Items listed in a dataset
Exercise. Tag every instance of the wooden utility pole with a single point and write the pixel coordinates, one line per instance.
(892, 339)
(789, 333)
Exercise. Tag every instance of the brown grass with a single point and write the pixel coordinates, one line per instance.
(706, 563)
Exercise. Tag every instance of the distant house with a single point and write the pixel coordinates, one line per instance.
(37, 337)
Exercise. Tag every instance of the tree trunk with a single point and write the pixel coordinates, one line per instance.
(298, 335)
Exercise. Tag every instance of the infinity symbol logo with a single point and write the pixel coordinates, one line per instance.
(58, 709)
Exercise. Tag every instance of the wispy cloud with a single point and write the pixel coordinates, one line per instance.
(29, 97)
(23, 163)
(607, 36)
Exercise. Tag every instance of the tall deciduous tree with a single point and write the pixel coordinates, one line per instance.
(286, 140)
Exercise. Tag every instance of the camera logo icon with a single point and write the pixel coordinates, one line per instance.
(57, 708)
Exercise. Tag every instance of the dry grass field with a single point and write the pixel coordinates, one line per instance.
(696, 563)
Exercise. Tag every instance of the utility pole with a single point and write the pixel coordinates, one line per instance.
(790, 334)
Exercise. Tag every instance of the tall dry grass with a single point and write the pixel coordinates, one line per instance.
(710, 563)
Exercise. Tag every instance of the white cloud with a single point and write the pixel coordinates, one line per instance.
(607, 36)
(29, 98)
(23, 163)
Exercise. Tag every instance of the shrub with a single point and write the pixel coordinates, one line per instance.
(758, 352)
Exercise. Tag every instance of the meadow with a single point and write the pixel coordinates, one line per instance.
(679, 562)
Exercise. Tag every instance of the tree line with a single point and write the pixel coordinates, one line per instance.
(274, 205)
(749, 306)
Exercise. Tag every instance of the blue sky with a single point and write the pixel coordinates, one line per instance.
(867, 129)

DIRECTION:
Rewrite the lines above as a two-column CSV with the column names "prompt" and "response", one row per line that asks for something. Put each one's text and its answer in a single quoted field, with line breaks replaced by spaces.

REPLY:
prompt,response
"Exercise. Tag every instance of the wooden utility pole with a single point and write the pixel coordinates, one line per instance.","(892, 339) (789, 333)"
"Exercise. Tag every instance of the brown grass with a single point and write the pixel coordinates, one line per instance.","(706, 563)"
"Exercise. Tag every instance of the distant house with a single point and write the pixel coordinates, one line per instance.","(37, 337)"
"Exercise. Tag every instance of the tree trunk with a single point and write the pixel coordinates, one line per instance.","(298, 335)"
"Exercise. Tag every instance of the infinity symbol logo with a single point and write the pixel coordinates, one line per instance.","(58, 709)"
"Exercise. Tag every instance of the wispy cloud with a single point and write the pixel coordinates, one line per instance.","(29, 97) (23, 163) (607, 36)"
"Exercise. Tag every instance of the tall deciduous tree with a single point and write the pixel coordinates, one line per instance.","(286, 140)"
"Exercise. Tag every instance of the camera logo icon with a single point and write the pixel coordinates, one line per instance.","(57, 708)"
"Exercise. Tag every instance of the dry grass field with a single point and write the pixel coordinates, one line per instance.","(696, 563)"
"Exercise. Tag every instance of the utility pole with a single point and write the pixel coordinates, one line per instance.","(790, 334)"
"Exercise. Tag every instance of the tall dry grass with a single point and write the pixel coordinates, one line per instance.","(710, 563)"
"Exercise. Tag every instance of the white cloud with a single point and write the pixel coordinates, one line per instance.","(607, 36) (29, 98) (23, 163)"
"Exercise. Tag every instance of the shrub with a single point and write the pixel coordinates, one line per instance.","(758, 352)"
"Exercise. Tag every instance of the meadow with a single point and write the pixel coordinates, one line per instance.","(679, 562)"
"Exercise. Tag every instance of the tree line with a single point and write the pixel coordinates, one line per instance.","(274, 205) (749, 306)"
"Exercise. Tag every instance of the blue sky with a single point and write the pixel coordinates, one line per instance.","(867, 129)"